EXCERPTED PASSAGE:
******
UNITED STATES
SECURITIES AND EXCHANGE COMMISSION
WASHINGTON, D.C. 20549

FORM 8-K

CURRENT REPORT

PURSUANT TO SECTION 13 OR 15(d) OF THE
SECURITIES EXCHANGE ACT OF 1934

Date of Report (Date of earliest event reported): December 29, 2023

RPT REALTY
 (Exact Name of registrant as specified in its charter)

Maryland
 
1-10093
 
13-6908486
(State or other jurisdiction of incorporation)
 
(Commission File Number)
 
(IRS Employer Identification No.)


19 W 44th Street
Suite 1002
New York, New York  10036
(Address of principal executive offices) (Zip Code)

Registrant’s telephone number, including area code: (212) 221-1261

Not Applicable
(Former Name or Former Address, if Changed Since Last Report)

Check the appropriate box below if the Form 8-K filing is intended to simultaneously satisfy the filing obligation of the registrant under any of the following provisions:


Written communications pursuant to Rule 425 under the Securities Act (17 CFR 230.425)


Soliciting material pursuant to Rule 14a-12 under the Exchange Act (17 CFR 240.14a-12)


Pre-commencement communications pursuant to Rule 14d-2(b) under the Exchange Act (17 CFR 240.14d-2(b))


Pre-commencement communications pursuant to Rule 13e-4(c) under the Exchange Act (17 CFR 240.13e-4(c))

Securities registered pursuant to Section 12(b) of the Act:

Title of each class
 
Trading Symbol(s)
 
Name of each exchange on which registered
Common Shares of Beneficial Interest ($0.01 Par Value Per Share)

 
RPT
 
New York Stock Exchange
7.25% Series D Cumulative Convertible Perpetual Preferred Shares of Beneficial Interest ($0.01 Par Value Per Share)
 
RPT.PRD
 
New York Stock Exchange

Indicate by check mark whether the registrant is an emerging growth company as defined in Rule 405 of the Securities Act of 1933 (§230.405 of this chapter) or Rule 12b-2 of the Securities Exchange Act of 1934 (§240.12b-2 of this chapter).

Emerging growth company

If an emerging growth company, indicate by check mark if the registrant has elected not to use the extended transition period for complying with any new or revised financial accounting standards provided pursuant to Section 13(a) of the Exchange Act. ☐




Introductory Note.
******
ACTIONS TO TAKE:
1. Reproduce the portion of the RPT Realty Form 8-K cover page starting with "PURSUANT TO SECTION 13 OR" and going on through "in its charter)", swapping "December 29, 2023" for "January 2, 2024".
2. According to the RPT Realty Form 8-K cover page, what is the registrant's telephone number, including area code?
The entries that come next were drawn from a separate source.

(Named-object pointing entries)
******
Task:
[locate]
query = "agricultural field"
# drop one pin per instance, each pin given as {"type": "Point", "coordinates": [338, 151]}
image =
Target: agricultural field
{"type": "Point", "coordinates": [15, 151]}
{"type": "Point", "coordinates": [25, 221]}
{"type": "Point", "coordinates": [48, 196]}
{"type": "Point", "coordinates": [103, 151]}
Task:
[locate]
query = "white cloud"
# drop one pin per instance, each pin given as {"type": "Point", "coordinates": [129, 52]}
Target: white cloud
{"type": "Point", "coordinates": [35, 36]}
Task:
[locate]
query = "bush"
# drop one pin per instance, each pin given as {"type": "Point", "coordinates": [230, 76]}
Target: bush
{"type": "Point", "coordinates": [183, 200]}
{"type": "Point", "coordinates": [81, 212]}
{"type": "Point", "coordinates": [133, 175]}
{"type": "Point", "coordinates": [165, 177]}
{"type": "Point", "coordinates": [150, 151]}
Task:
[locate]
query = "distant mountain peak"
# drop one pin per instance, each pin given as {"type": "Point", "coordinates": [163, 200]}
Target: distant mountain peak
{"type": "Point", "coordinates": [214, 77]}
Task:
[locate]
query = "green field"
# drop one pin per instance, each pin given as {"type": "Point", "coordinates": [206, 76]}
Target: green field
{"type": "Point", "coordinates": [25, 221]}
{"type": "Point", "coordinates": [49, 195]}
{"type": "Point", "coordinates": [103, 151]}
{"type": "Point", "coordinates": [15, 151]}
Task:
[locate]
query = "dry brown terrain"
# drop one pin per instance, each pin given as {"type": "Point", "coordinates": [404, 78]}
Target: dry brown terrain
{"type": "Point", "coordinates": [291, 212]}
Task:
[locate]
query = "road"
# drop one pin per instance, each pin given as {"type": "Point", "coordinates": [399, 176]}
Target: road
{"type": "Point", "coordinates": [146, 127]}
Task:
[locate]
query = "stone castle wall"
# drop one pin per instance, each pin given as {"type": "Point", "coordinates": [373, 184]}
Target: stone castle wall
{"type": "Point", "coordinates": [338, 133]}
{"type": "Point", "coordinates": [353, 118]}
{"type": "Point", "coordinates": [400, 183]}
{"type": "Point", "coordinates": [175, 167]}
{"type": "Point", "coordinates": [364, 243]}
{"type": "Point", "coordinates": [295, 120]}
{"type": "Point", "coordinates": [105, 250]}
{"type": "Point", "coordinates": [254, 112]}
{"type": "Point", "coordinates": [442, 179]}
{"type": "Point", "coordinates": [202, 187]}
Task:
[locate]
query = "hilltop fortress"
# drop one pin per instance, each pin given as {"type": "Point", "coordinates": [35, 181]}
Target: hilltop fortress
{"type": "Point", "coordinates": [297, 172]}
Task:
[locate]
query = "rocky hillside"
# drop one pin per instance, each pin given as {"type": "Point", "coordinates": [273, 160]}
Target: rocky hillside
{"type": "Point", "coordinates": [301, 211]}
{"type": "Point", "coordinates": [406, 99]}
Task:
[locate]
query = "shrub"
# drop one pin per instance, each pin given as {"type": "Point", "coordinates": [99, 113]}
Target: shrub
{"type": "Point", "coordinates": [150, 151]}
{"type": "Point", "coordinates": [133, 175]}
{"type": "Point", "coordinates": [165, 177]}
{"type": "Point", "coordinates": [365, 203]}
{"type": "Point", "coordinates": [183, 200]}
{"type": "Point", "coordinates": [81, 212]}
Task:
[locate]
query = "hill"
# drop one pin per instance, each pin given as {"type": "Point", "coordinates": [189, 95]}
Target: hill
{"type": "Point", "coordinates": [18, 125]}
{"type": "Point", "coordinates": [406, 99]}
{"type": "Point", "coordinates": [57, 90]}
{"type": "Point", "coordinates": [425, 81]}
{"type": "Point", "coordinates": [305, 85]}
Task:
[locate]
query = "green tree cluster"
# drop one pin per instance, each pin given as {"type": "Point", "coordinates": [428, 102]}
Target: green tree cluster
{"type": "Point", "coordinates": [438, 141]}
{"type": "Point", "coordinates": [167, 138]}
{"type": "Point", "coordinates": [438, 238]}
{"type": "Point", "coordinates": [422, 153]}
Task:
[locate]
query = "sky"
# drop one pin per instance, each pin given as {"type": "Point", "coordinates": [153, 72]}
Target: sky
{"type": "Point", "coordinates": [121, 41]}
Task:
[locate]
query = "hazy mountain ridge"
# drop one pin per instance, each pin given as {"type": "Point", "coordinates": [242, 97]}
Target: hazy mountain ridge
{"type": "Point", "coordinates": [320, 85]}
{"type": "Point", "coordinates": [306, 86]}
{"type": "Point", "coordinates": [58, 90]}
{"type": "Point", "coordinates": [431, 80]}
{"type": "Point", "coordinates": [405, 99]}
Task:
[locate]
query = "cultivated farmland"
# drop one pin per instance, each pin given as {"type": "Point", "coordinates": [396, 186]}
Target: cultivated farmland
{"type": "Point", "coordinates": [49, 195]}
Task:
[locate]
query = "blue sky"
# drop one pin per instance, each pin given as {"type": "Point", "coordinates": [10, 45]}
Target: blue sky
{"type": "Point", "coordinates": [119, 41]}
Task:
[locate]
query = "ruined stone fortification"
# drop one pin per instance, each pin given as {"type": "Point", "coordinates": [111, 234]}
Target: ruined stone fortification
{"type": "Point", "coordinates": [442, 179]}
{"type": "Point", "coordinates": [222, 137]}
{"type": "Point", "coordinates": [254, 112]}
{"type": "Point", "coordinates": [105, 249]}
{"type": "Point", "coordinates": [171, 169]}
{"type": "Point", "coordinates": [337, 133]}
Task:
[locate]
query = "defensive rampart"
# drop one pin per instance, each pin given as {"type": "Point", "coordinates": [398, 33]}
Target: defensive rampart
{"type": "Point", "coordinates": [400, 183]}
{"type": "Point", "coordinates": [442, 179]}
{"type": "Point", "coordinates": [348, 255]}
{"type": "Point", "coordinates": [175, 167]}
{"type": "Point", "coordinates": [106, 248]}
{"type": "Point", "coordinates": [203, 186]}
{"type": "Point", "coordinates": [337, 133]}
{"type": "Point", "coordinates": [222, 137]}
******
RESPONSES TO THE EXERCISE:
1.
PURSUANT TO SECTION 13 OR 15(d) OF THE
SECURITIES EXCHANGE ACT OF 1934

Date of Report (Date of earliest event reported): January 2, 2024

RPT REALTY
 (Exact Name of registrant as specified in its charter)

2. (212) 221-1261